• _OBJETIVO DE LA TAREA_:
Según el documento sobre el sionismo, ¿en qué año formuló Herzl el proyecto de un Estado judío?

• _DOCUMENTO_:
Si, factualmente, el surgimiento de un movimiento como el sionismo tiende hoy a aparecer como una evidencia de la situación en que se encontraron los judíos ante el resurgimiento del antisemitismo en Europa, la solución nacional con la que el movimiento sionista pretendía remediar esta situación estuvo lejos de imponerse con la misma evidencia.

Independientemente del carácter necesariamente colonial que, desde su formulación por Herzl en 1896, parecía revestir el proyecto de un Estado judío, el principio mismo que animaba a los sionistas (la idea de que el antisemitismo no merecía la pena ser combatido y que, como tal, la única solución a la «cuestión judía» era abandonar todo intento de integrarse o emanciparse en los lugares donde vivían) no dejó de aparecer como problemático para aquellos que luchaban en cada uno de sus países, con mayor o menos éxito, por el reconocimiento de sus derechos.

Un movimiento judío como el Bund, por ejemplo, se opuso desde un inicio a la solución separatista y estatal propuesta por los sionistas, y logró impulsar un verdadero movimiento popular de masas por el reconocimiento de los derechos de la población judía-yiddish allí donde esta vivía, entendiendo que su emancipación sólo era concebible en el horizonte del internacionalismo y contando con la solidaridad de los demás pueblos oprimidos por el imperialismo.

Lejos de pertenecer a una remota «prehistoria» del judaísmo (como si, aparte del Holocausto, no existiera realmente historia judía entre los acontecimientos de la Biblia y el Estado de Israel), estos debates ofrecen un acceso privilegiado a la manera en que el sionismo se fue consolidando como una específica identidad política en el seno del mundo judío, y nos permiten quizás entender cómo esta identidad ha conseguido prolongar su influencia luego de haber alcanzado el movimiento sionista su principal objetivo político con la fundación de Israel el año 1948.

Una buena síntesis de estos debates puede encontrarse en el artículo El sionismo. Una retrospectiva, donde, sólo cuatro años antes de la fundación de Israel y haciendo un repaso de cincuenta años de estrategia sionista, Hannah Arendt esboza un agudo análisis de la respuesta que el sionismo encarnó a la situación de interpelación antisemita, e intenta pensar las consecuencias éticas y políticas que esta respuesta ponía en juego al interior del mundo judío. Haciendo eco a las discusiones que habían opuesto a los sionistas con otras facciones políticas judías, Arendt se inclina sobre el carácter marcadamente deshistorizado de la interpretación que los primeros parecían haber extraído de la experiencia histórica del antisemitismo.

(Extractos de datos de anotación de puntos)
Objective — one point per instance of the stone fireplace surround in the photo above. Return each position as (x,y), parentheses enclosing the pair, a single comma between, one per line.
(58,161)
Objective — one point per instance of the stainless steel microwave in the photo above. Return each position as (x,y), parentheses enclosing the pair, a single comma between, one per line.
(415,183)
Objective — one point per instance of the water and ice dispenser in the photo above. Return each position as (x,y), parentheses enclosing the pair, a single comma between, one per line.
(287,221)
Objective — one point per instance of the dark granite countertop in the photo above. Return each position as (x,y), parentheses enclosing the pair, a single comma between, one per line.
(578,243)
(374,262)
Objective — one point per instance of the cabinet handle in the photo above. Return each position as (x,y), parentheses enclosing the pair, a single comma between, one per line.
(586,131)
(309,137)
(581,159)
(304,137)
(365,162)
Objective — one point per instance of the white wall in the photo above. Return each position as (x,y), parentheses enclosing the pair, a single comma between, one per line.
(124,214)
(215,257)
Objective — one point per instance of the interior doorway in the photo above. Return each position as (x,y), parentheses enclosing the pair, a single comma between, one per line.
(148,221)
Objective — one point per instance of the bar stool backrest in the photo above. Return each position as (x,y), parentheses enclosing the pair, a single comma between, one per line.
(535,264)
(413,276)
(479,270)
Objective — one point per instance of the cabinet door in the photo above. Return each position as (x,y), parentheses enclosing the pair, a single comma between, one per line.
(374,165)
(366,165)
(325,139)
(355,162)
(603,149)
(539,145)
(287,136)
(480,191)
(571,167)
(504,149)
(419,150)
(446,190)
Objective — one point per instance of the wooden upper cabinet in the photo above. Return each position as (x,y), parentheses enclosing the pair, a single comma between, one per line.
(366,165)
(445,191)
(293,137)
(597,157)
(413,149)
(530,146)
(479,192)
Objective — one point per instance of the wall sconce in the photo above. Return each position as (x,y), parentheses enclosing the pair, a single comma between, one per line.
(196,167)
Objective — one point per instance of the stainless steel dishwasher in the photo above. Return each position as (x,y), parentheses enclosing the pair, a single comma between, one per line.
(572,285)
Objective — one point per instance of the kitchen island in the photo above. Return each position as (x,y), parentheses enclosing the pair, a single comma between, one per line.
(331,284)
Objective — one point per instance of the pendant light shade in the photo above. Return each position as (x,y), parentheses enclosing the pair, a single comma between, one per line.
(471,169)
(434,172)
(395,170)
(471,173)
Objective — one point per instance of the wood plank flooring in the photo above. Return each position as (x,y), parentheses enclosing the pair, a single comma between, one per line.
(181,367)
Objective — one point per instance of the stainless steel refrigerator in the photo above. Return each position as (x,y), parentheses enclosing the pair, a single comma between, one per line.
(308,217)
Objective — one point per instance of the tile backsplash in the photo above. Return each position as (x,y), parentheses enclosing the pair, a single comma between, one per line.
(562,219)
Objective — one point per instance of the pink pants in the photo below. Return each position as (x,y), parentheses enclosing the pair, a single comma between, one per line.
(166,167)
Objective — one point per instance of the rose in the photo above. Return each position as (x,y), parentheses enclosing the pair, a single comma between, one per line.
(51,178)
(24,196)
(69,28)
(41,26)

• _RESPUESTA ESCRITA_:
En 1896.